> Problem description:
Can you retype the entries below word for word, starting at the line that contains "the blue barrel." and ending with the final line of the entries?

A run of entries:
______

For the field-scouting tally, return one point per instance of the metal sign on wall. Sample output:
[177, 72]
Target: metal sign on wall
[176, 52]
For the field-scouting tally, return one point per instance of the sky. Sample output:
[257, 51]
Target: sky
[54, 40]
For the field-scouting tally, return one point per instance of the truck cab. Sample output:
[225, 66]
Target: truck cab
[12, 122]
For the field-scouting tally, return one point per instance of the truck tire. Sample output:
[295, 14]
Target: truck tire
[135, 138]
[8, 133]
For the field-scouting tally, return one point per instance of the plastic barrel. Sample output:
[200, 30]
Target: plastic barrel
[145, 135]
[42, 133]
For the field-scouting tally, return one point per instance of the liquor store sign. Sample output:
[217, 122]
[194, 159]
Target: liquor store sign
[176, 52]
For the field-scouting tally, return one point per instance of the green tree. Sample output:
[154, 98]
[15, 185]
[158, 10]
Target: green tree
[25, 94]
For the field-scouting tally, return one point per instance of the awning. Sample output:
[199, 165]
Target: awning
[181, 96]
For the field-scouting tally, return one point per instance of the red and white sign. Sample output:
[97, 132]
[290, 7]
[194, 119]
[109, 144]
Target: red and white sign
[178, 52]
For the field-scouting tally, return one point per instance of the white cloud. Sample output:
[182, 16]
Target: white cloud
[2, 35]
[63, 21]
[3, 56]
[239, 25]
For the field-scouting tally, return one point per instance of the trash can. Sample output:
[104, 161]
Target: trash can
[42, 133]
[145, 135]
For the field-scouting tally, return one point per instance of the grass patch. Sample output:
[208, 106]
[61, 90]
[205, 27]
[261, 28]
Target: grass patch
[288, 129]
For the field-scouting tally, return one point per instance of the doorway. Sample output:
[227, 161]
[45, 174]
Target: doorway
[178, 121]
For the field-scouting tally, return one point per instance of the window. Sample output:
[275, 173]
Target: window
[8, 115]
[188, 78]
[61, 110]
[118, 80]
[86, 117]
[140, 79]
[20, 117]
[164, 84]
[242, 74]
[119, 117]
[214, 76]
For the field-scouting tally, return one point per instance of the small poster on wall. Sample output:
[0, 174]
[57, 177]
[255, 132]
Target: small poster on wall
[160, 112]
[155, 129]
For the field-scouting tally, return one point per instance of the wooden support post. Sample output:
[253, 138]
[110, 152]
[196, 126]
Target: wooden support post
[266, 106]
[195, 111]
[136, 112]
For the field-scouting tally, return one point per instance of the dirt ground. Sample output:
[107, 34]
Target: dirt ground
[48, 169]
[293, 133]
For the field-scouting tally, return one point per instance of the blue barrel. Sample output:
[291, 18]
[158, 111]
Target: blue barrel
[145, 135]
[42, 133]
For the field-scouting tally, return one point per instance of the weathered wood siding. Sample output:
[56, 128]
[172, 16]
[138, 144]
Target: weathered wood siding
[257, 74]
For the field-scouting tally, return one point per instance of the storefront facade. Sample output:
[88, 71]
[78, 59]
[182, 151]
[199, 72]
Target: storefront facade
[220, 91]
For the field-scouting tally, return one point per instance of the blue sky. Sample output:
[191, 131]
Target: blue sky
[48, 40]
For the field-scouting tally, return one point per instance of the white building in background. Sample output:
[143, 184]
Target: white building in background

______

> Reply:
For the field-scouting tally, return one point per instance of the blue barrel. Sample output:
[291, 18]
[158, 111]
Target: blue barrel
[145, 135]
[42, 133]
For the field-scouting tally, return one point per instance of the weathered wood siding. Sample output:
[56, 128]
[172, 16]
[138, 144]
Target: weathered wood siding
[257, 74]
For the field-scouting tally, return one point per instance of the storefront facade. Sample output:
[88, 71]
[78, 59]
[182, 151]
[199, 72]
Target: storefront facade
[220, 91]
For the field-scouting tally, return one point per instance of the blue sky. Sample output:
[191, 131]
Target: blue sky
[48, 40]
For the field-scouting tally, return one point per instance of the white building in background. Sample output:
[143, 184]
Target: white building in background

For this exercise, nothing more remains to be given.